··· INFORMATION GIVEN ···
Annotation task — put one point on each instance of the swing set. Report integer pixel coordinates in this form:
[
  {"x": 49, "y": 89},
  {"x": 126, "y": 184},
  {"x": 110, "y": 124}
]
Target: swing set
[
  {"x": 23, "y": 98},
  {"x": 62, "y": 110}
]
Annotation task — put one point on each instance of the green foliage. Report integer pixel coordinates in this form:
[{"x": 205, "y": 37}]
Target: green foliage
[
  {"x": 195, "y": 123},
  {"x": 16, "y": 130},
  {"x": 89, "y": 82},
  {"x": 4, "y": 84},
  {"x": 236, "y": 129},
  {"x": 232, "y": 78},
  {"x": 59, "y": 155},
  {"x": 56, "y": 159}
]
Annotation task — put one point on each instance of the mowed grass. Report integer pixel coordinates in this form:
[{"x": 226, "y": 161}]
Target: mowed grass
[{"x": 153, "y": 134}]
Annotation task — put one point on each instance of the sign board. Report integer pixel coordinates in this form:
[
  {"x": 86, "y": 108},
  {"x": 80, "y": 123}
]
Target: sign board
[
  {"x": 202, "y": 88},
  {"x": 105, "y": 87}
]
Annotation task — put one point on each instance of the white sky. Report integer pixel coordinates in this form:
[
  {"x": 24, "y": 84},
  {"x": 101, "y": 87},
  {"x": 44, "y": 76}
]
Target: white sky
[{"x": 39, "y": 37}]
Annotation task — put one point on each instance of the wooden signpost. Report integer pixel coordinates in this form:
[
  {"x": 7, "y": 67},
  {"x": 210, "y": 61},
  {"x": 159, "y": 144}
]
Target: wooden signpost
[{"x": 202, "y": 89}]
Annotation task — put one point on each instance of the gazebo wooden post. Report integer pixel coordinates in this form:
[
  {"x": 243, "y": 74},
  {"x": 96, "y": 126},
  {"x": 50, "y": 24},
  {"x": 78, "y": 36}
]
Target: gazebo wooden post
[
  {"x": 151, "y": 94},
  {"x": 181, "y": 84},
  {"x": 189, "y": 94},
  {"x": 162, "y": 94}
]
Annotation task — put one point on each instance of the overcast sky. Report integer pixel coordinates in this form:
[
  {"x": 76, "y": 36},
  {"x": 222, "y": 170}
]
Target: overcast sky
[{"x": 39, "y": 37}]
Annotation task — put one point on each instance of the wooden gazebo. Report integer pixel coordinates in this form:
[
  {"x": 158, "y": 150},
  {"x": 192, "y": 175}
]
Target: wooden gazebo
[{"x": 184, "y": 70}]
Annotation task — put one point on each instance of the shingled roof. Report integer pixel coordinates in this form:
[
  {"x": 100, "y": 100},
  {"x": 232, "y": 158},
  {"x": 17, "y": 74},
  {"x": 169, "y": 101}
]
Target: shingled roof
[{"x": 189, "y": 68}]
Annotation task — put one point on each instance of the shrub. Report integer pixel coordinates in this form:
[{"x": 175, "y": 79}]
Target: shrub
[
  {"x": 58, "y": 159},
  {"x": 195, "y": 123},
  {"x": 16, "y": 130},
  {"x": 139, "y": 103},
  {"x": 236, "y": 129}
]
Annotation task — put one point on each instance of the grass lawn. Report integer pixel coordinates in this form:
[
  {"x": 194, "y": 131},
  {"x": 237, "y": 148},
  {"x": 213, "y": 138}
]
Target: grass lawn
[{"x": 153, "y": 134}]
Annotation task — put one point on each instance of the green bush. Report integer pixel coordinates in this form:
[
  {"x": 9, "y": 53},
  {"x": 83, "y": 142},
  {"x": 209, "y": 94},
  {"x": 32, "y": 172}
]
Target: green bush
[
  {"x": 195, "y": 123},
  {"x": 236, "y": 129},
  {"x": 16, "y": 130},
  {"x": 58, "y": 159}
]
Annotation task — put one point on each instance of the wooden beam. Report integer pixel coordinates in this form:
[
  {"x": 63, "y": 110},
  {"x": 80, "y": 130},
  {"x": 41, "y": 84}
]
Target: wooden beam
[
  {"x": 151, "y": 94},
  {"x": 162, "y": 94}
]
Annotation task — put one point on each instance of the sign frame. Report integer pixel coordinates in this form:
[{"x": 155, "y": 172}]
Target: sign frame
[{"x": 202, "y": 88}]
···
> _EXERCISE DESCRIPTION_: Can you write out the listing again, substituting "Labeling task" for every "Annotation task" and leaving everything else unchanged?

> _RESPONSE FOR THIS EXERCISE_:
Labeling task — put one point on each instance of the swing set. Report integer pixel coordinates in this form:
[
  {"x": 49, "y": 89},
  {"x": 126, "y": 184},
  {"x": 110, "y": 124}
]
Target: swing set
[
  {"x": 23, "y": 98},
  {"x": 62, "y": 110}
]
Labeling task — put one point on each instance of the green foliage. Report integer pixel coordinates in this form:
[{"x": 205, "y": 37}]
Target: green foliage
[
  {"x": 195, "y": 123},
  {"x": 16, "y": 130},
  {"x": 89, "y": 82},
  {"x": 4, "y": 84},
  {"x": 236, "y": 129},
  {"x": 232, "y": 78},
  {"x": 59, "y": 155},
  {"x": 56, "y": 159}
]
Labeling task — put one point on each instance of the mowed grass. Report integer pixel coordinates in this form:
[{"x": 226, "y": 161}]
Target: mowed grass
[{"x": 153, "y": 134}]
Labeling task — put one point on each instance of the sign board. Report integer pixel coordinates in this form:
[
  {"x": 86, "y": 108},
  {"x": 80, "y": 123}
]
Target: sign board
[
  {"x": 202, "y": 88},
  {"x": 105, "y": 87}
]
Labeling task — put one point on each instance of the white sky. Report integer pixel coordinates in this form:
[
  {"x": 24, "y": 84},
  {"x": 101, "y": 87},
  {"x": 44, "y": 76}
]
Target: white sky
[{"x": 39, "y": 37}]
Labeling task — put one point on each instance of the wooden signpost. Report integer pixel coordinates in this form:
[
  {"x": 7, "y": 67},
  {"x": 210, "y": 61},
  {"x": 159, "y": 144}
]
Target: wooden signpost
[{"x": 202, "y": 89}]
Labeling task — put one point on each instance of the gazebo wooden post. Report integer pixel coordinates in this form:
[
  {"x": 243, "y": 74},
  {"x": 96, "y": 126},
  {"x": 50, "y": 24},
  {"x": 78, "y": 36}
]
Target: gazebo wooden post
[
  {"x": 151, "y": 94},
  {"x": 181, "y": 84},
  {"x": 189, "y": 94},
  {"x": 162, "y": 94}
]
Labeling task — put one point on each instance of the overcast sky. Report integer pixel coordinates in this form:
[
  {"x": 76, "y": 36},
  {"x": 222, "y": 170}
]
Target: overcast sky
[{"x": 39, "y": 37}]
Labeling task — put one point on each instance of the wooden gazebo. Report integer pixel coordinates in this form:
[
  {"x": 158, "y": 150},
  {"x": 192, "y": 175}
]
Target: wooden gazebo
[{"x": 184, "y": 70}]
Labeling task — put one point on each instance of the shingled roof. Report integer pixel coordinates in this form:
[
  {"x": 100, "y": 100},
  {"x": 232, "y": 158},
  {"x": 17, "y": 74},
  {"x": 169, "y": 101}
]
Target: shingled roof
[{"x": 189, "y": 68}]
Labeling task — put one point on each instance of the shrub. Report integer pixel coordinates in this form:
[{"x": 175, "y": 79}]
Target: shrub
[
  {"x": 58, "y": 159},
  {"x": 195, "y": 123},
  {"x": 16, "y": 130},
  {"x": 139, "y": 103},
  {"x": 236, "y": 129}
]
Labeling task — put one point on each instance of the grass lawn. Report integer pixel coordinates in this form:
[
  {"x": 194, "y": 131},
  {"x": 237, "y": 148},
  {"x": 213, "y": 138}
]
Target: grass lawn
[{"x": 153, "y": 134}]
Labeling task — put one point on each instance of the green bush. Report integer pixel coordinates in this form:
[
  {"x": 9, "y": 53},
  {"x": 83, "y": 142},
  {"x": 209, "y": 94},
  {"x": 32, "y": 172}
]
Target: green bush
[
  {"x": 195, "y": 123},
  {"x": 236, "y": 129},
  {"x": 16, "y": 130},
  {"x": 58, "y": 159}
]
Labeling task — put one point on each instance of the wooden beam. Report integer pixel coordinates in this form:
[
  {"x": 63, "y": 110},
  {"x": 80, "y": 130},
  {"x": 41, "y": 84}
]
Target: wooden beam
[
  {"x": 151, "y": 94},
  {"x": 162, "y": 94}
]
Labeling task — put one point on each instance of the sign frame. Report integer pixel coordinates in this form:
[{"x": 155, "y": 172}]
Target: sign frame
[{"x": 202, "y": 88}]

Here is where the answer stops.